(Rows taken from a pointing dataset)
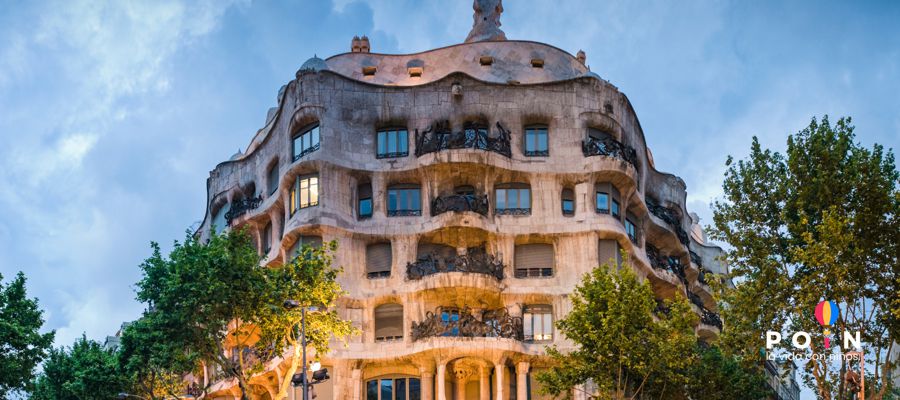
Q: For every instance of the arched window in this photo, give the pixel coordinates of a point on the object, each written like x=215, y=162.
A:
x=536, y=141
x=388, y=322
x=378, y=260
x=512, y=199
x=305, y=141
x=568, y=201
x=535, y=260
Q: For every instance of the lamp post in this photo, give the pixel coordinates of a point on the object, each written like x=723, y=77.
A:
x=290, y=305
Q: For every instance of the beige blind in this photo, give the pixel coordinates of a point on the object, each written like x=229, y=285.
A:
x=537, y=255
x=378, y=257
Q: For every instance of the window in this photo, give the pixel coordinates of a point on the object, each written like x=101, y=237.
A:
x=392, y=143
x=307, y=141
x=305, y=192
x=568, y=202
x=514, y=198
x=534, y=260
x=603, y=202
x=272, y=178
x=536, y=141
x=364, y=193
x=537, y=323
x=630, y=230
x=404, y=200
x=400, y=388
x=267, y=238
x=388, y=322
x=378, y=260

▶ _Direction_
Could you write out all of the items above again, changing "pixel coordinates" to "image coordinates" and keeping everything else the same? Leave the pictures out.

▶ _The reply_
Q: For every instance of the arched window in this photo, give the image coordinates of a point on the object, each written like x=215, y=162.
A:
x=536, y=141
x=388, y=322
x=378, y=260
x=512, y=199
x=305, y=141
x=568, y=201
x=535, y=260
Q: For every instance of the lamp post in this photo, give the image coordinates of a point on the object, each written like x=723, y=77.
A:
x=290, y=305
Q: For every instance of the beige blind in this photo, give the image coordinates of a point on the object, each written like x=229, y=285.
A:
x=537, y=255
x=378, y=257
Q: For every instance of the window in this photo, give the image coordinates of a point on the object, each written like x=101, y=237.
A:
x=392, y=143
x=307, y=141
x=305, y=192
x=568, y=202
x=514, y=198
x=534, y=260
x=603, y=202
x=272, y=178
x=536, y=141
x=364, y=193
x=537, y=323
x=630, y=230
x=404, y=200
x=400, y=388
x=267, y=238
x=388, y=322
x=378, y=260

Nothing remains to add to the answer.